[Stored data entries]
--

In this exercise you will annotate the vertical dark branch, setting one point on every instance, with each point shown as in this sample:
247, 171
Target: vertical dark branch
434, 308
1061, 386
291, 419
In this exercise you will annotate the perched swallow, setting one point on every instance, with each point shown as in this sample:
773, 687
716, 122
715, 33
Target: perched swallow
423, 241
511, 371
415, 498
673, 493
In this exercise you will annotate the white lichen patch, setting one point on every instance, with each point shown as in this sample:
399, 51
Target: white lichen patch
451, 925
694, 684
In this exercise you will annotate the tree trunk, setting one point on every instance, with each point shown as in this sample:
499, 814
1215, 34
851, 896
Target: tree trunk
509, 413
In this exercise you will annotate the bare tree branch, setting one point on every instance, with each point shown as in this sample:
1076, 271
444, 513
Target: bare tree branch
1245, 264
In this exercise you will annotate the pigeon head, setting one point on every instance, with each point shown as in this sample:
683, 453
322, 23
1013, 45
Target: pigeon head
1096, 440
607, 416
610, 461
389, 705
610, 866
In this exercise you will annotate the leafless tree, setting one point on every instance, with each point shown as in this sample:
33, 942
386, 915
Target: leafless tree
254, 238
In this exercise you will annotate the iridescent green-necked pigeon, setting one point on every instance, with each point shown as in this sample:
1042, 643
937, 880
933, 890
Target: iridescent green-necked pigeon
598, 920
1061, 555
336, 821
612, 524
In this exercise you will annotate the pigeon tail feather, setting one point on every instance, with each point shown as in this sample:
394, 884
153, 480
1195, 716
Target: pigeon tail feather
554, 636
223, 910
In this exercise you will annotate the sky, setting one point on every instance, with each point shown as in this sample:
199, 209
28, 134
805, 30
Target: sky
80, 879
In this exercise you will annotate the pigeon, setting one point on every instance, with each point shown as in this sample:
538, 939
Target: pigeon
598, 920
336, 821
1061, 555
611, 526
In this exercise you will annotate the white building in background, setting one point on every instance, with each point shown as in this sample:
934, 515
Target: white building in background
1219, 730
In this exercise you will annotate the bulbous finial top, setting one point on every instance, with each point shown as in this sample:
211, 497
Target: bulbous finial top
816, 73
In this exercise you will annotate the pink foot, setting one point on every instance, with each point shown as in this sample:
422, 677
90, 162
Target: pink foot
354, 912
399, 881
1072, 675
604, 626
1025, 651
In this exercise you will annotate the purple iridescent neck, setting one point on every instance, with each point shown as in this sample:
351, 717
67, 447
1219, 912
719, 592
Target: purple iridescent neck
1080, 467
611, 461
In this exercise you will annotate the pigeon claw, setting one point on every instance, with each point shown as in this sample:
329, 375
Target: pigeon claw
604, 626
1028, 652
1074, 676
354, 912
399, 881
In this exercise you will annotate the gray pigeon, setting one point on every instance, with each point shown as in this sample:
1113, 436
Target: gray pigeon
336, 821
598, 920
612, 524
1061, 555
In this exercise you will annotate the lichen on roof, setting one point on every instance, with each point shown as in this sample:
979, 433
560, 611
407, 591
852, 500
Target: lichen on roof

--

▶ About this task: Retrieve each line of the data in which the word "roof" can be found.

▶ Answer area:
In this exercise you will annotate the lichen on roof, setting one point on every instance, with each point shown as in this sample:
Target: lichen on roof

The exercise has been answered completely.